» EXERCISE SET:
a. Can you repeat the passage of the play review between "But the play’s100-minute" and "seriously until then.", inclusive?
b. Could you pick up the play review after its last sentence and carry it forward?

TEXT UNDER STUDY START

Like most families, mine hasn’t been immune from holiday drama but I didn’t believe a bit of this one. That’s not because of the acting. The strong cast lead by Mare Winningham and David Rasche as the elder Dahls, Zachary Quinto as Mark, a scene-stealing Molly Bernard as Rachel and Shailene Woodley making an impressive stage debut as Diana (click here to read an interview with her) all work hard to create a semblance of both the family’s bonds and it fractures.  

But the play’s100-minute running time doesn’t leave enough time for them to do more than state their positions and then move on to the next plot point. A speech in the final moments tries to sum up the play’s themes but it's too late by then. I wanted more show and less tell and I resented that the serious questions about faith hadn't been treated seriously until then.

TEXT UNDER STUDY END
DATA UNDER STUDY START

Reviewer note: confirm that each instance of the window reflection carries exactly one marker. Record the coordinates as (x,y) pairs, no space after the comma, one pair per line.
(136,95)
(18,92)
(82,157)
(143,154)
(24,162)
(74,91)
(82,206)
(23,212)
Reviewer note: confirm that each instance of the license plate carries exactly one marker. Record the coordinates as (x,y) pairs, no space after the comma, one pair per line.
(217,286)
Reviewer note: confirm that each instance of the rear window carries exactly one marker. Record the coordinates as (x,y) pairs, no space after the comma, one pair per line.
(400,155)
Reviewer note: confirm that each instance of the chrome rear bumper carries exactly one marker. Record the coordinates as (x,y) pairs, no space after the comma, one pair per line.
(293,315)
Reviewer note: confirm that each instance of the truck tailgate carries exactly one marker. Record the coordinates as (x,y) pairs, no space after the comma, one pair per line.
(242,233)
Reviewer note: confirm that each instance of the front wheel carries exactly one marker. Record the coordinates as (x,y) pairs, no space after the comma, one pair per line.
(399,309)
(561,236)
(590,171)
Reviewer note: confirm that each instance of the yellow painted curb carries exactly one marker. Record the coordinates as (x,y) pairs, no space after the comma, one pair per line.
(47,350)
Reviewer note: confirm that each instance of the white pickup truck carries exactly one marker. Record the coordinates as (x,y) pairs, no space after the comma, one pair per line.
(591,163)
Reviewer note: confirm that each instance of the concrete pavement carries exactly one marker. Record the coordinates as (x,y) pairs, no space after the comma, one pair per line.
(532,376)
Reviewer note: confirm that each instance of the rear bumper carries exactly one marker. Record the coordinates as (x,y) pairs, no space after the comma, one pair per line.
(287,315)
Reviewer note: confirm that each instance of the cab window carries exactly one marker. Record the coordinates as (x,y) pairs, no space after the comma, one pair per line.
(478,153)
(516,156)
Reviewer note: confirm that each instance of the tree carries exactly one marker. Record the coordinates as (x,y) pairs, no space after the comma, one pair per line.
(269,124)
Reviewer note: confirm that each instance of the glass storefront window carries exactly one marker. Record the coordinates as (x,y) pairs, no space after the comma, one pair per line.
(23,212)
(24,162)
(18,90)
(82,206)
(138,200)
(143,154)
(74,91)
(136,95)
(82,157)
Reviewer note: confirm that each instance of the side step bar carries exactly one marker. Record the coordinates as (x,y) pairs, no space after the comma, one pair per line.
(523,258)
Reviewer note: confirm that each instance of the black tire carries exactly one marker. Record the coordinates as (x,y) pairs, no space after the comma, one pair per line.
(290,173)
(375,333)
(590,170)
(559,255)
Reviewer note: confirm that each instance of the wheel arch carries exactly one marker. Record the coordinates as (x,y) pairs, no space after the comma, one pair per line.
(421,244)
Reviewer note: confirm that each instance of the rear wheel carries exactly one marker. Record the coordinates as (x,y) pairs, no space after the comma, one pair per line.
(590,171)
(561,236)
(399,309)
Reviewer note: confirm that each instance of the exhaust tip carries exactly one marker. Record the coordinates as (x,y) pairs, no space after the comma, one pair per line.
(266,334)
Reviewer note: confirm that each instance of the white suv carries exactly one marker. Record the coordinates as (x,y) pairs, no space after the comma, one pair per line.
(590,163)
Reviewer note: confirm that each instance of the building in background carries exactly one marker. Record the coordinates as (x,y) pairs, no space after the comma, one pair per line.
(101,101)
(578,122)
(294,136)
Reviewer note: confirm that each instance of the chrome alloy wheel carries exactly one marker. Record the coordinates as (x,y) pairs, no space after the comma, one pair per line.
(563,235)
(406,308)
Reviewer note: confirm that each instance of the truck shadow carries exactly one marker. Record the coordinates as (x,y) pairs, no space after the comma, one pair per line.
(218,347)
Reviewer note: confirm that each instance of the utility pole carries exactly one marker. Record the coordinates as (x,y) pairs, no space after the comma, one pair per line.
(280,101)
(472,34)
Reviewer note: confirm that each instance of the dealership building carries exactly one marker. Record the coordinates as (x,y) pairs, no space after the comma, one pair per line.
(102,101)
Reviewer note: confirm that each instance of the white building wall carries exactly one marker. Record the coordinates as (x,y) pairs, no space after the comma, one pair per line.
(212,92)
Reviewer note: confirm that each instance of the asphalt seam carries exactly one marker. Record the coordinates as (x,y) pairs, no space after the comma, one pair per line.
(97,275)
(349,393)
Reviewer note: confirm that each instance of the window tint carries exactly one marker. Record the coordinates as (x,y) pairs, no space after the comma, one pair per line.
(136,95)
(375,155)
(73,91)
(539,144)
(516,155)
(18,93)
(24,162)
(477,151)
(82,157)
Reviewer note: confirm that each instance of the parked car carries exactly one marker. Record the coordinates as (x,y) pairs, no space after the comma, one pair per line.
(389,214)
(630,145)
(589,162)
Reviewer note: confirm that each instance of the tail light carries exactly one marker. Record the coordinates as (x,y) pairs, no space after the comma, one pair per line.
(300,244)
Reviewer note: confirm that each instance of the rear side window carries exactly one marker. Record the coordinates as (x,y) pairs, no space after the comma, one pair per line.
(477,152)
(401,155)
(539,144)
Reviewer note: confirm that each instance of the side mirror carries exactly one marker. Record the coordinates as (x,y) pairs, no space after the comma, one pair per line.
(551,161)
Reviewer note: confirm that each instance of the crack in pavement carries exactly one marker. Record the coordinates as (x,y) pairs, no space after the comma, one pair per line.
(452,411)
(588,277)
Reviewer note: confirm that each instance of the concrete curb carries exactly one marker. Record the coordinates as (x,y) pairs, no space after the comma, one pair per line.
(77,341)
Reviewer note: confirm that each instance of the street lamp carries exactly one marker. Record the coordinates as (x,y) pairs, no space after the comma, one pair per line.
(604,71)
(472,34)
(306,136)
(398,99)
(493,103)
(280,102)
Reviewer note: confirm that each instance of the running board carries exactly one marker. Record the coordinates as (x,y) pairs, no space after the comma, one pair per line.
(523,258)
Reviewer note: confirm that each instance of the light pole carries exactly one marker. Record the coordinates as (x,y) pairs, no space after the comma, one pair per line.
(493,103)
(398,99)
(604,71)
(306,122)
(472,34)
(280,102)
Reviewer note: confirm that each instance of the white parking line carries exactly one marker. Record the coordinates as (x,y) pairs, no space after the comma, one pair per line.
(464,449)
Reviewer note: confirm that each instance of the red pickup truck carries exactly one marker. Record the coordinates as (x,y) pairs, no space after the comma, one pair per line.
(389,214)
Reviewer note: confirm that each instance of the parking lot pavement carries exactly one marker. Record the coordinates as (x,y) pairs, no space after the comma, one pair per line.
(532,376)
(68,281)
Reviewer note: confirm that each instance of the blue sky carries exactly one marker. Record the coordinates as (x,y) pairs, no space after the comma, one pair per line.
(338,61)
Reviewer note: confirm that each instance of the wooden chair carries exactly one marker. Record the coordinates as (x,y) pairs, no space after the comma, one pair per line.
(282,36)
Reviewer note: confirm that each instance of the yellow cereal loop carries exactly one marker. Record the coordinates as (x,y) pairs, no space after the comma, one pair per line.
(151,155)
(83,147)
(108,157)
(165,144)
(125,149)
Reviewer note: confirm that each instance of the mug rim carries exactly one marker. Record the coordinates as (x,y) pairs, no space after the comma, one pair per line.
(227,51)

DATA UNDER STUDY END

» ANSWERS IN ORDER:
a.
But the play’s100-minute running time doesn’t leave enough time for them to do more than state their positions and then move on to the next plot point. A speech in the final moments tries to sum up the play’s themes but it's too late by then. I wanted more show and less tell and I resented that the serious questions about faith hadn't been treated seriously until then.

b.
I also didn’t believe that the spouses and significant others would have stuck around while the Dahls were going at one another. And I really didn’t believe that they would have joined in with the singing. 

 

 


December 7, 2024

"Shit. Meet. Fan" Just Pretends to Be Bad

There are lots of marquee-names in Shit. Meet. Fan., the naughtily-titled comedy that is currently running at MCC Theater. But the show’s true star may be its set, a duplex apartment that scenic designer Clint Ramos has outfitted with fantastic views, a sleek chef’s kitchen and an incredibly well-stocked bar. I got to my seat early and as they came in, each person in my row turned to me and said something along the lines of “I could move in there right now.”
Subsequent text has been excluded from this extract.